Dataset excerpts:
----

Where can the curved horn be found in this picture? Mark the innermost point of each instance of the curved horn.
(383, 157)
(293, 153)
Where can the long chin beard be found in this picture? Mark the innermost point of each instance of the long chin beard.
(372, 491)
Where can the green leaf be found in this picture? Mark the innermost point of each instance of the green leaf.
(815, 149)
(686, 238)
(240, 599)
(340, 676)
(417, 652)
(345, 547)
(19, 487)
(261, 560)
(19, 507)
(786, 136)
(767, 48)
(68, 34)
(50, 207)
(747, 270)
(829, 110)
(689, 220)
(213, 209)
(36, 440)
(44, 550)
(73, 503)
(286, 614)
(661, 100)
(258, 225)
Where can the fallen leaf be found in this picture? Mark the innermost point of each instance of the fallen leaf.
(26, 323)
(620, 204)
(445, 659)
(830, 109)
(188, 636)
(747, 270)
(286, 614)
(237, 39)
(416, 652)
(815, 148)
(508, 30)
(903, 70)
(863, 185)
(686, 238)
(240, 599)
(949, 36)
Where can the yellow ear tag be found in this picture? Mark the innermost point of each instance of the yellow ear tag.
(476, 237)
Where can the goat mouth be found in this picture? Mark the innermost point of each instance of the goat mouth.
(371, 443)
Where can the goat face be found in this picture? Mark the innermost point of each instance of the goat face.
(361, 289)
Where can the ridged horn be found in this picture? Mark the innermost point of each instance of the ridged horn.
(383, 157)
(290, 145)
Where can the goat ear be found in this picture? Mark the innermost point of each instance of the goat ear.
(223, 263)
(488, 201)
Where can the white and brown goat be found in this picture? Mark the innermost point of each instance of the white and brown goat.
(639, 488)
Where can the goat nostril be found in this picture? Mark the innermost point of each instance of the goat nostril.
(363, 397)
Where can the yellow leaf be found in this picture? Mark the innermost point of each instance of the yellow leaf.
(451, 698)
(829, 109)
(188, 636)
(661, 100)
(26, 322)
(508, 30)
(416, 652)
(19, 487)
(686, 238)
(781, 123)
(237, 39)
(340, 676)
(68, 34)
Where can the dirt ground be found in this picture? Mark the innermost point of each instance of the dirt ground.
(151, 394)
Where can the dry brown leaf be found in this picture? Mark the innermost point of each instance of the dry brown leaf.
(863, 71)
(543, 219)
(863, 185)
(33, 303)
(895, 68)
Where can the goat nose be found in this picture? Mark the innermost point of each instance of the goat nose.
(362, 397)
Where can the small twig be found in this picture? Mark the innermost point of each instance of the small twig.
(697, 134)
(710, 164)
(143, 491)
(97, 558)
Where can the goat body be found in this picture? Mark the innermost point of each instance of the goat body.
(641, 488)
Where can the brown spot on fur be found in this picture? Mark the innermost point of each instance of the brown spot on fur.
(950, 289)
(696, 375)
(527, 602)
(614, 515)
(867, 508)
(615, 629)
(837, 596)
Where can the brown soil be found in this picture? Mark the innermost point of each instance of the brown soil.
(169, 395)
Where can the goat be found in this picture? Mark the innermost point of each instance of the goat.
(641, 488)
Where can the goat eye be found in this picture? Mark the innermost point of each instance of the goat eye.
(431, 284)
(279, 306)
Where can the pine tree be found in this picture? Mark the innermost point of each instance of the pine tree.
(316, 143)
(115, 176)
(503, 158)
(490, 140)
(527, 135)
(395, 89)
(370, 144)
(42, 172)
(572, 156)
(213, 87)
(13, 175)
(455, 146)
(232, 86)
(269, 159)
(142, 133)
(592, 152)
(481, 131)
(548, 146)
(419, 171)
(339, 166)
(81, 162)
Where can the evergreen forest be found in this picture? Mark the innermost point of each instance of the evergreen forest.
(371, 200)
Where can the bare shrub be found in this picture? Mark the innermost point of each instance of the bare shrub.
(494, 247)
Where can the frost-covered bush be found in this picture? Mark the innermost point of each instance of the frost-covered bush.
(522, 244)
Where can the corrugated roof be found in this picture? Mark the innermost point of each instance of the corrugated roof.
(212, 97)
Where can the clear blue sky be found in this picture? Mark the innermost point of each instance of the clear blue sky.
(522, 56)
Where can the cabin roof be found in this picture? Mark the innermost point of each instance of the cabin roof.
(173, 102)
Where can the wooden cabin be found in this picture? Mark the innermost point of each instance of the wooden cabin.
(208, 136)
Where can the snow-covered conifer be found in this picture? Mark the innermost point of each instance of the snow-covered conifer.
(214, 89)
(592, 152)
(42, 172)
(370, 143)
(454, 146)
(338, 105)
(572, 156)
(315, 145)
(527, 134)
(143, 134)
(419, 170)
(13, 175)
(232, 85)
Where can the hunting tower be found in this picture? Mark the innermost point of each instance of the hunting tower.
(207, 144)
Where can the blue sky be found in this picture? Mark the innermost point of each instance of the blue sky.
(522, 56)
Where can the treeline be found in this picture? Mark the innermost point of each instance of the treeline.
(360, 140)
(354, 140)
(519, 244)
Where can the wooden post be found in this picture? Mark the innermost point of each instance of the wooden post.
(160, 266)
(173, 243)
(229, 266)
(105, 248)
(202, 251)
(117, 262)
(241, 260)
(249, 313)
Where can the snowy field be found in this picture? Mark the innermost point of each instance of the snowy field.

----

Exercise aim:
Every entry that appears above should be duplicated exactly.

Exercise answer:
Where can the curved horn be found in this picture? Mark the innermost point of each instance of the curved horn.
(383, 157)
(293, 153)
Where can the long chin beard be found in this picture? Mark the innermost point of each instance of the long chin beard.
(372, 491)
Where can the green leaf be found in this picture? Mark the innermost point of each instance of the green leaf.
(815, 149)
(686, 238)
(240, 599)
(340, 676)
(417, 652)
(345, 547)
(19, 487)
(261, 560)
(19, 507)
(786, 136)
(767, 48)
(68, 34)
(50, 207)
(747, 270)
(829, 110)
(689, 220)
(213, 209)
(36, 440)
(44, 550)
(73, 503)
(286, 614)
(661, 100)
(258, 225)
Where can the fallen leaf be found in this picture? Mark the innermost point of each instance of the fallen leaf.
(26, 323)
(620, 204)
(445, 659)
(830, 109)
(188, 636)
(747, 270)
(286, 614)
(237, 39)
(416, 652)
(815, 148)
(508, 30)
(903, 70)
(863, 185)
(686, 238)
(240, 599)
(949, 36)
Where can the yellow ear tag be found in this picture? Mark the innermost point of each instance of the yellow ear tag.
(476, 237)
Where can the goat mouth be found in this picture? Mark the innermost point of each instance of the goat mouth.
(371, 443)
Where can the goat face be found in this picture? Mark the innermost point of each instance of the goat face.
(361, 289)
Where can the ridged horn be found in this picture? Mark the innermost point of each instance of the ridged horn.
(383, 157)
(290, 145)
Where can the goat ear be found in this picture? Mark the innermost point of each instance of the goat ear.
(223, 263)
(488, 201)
Where can the white and brown goat be found in this picture? Mark the innermost point of each instance of the white and brown goat.
(639, 488)
Where can the goat nostril be found in this picture? Mark the innermost point of each instance of the goat nostril.
(363, 397)
Where can the yellow leaf be found in this picture? Mark the innermost point of each instance of the yellow leaf.
(451, 698)
(829, 109)
(188, 636)
(661, 100)
(26, 322)
(508, 30)
(416, 652)
(19, 487)
(686, 238)
(781, 123)
(237, 39)
(340, 676)
(68, 34)
Where can the dirt ground be found in this picture? Mark the innermost point of each instance of the dirt ground.
(151, 394)
Where can the dry brown leaf be found in this picture? Mark the innermost point of each instance of the dry brown leaf.
(863, 71)
(543, 219)
(863, 185)
(33, 303)
(895, 68)
Where can the goat nose be found in this picture? Mark the innermost point of each instance of the goat nose.
(362, 397)
Where can the small twig be found in this picture? Mark the innermost point of each instance of the small twig.
(697, 134)
(710, 164)
(143, 491)
(97, 558)
Where can the goat body be found in this picture? Mark the innermost point of each instance of the goat body.
(641, 488)
Where can the brown spot on fur be found in this picture? Mark the innermost point of each instance of the brown spot on fur.
(950, 289)
(696, 375)
(527, 602)
(614, 515)
(867, 508)
(615, 629)
(837, 596)
Where can the brown soil be found in this picture? Mark the innermost point of each instance of the brown soil.
(169, 395)
Where can the goat be found in this picture? Mark the innermost point of each instance of the goat.
(641, 488)
Where can the goat eye be found in this picture? Mark the innermost point of each instance of the goat eye.
(431, 284)
(279, 306)
Where can the pine tree be found in this picture? Mark the innermost point of each instance of the pine tree.
(316, 143)
(115, 176)
(503, 158)
(490, 140)
(527, 135)
(395, 89)
(370, 144)
(42, 172)
(572, 156)
(213, 87)
(13, 175)
(455, 146)
(232, 86)
(269, 159)
(142, 133)
(592, 152)
(481, 131)
(548, 146)
(419, 171)
(339, 166)
(81, 162)
Where can the evergreen forest be found in this picture? Mark the innermost point of each instance of the evergreen forest.
(371, 200)
Where can the bare shrub be found in this picture? Mark the innermost point of each instance of the bare shrub.
(494, 247)
Where can the frost-covered bush be found in this picture? Mark the innermost point of each instance of the frost-covered bush.
(522, 244)
Where can the corrugated roof be found in this picture? Mark the innermost point of each instance of the corrugated roof.
(212, 97)
Where can the clear blue sky be found in this picture? Mark the innermost point of each instance of the clear blue sky.
(522, 56)
Where can the cabin roof be found in this picture? Mark the innermost point of each instance of the cabin roof.
(173, 102)
Where can the wooden cabin be found in this picture? Mark the innermost point of each instance of the wooden cabin.
(208, 136)
Where can the snow-covered conifer be found in this picture? Mark the innermost point of each instance of the snow-covered conifer.
(214, 89)
(592, 152)
(42, 172)
(370, 143)
(454, 146)
(338, 105)
(572, 156)
(315, 145)
(527, 134)
(143, 134)
(419, 170)
(13, 175)
(232, 85)
Where can the hunting tower be found in this picture? Mark the innermost point of each instance of the hunting tower.
(207, 144)
Where can the blue sky be found in this picture? Mark the innermost point of each instance of the blue sky.
(522, 56)
Where can the treeline be found in this picture? Mark the innermost point of each instance of the treeline.
(360, 140)
(354, 140)
(519, 244)
Where can the wooden post be found in this picture? Mark the innermost point of each instance of the wooden post.
(160, 266)
(173, 243)
(229, 266)
(105, 248)
(202, 251)
(117, 262)
(241, 260)
(249, 313)
Where can the snowy field be found in this picture? Mark the innermost point of each instance of the snowy field.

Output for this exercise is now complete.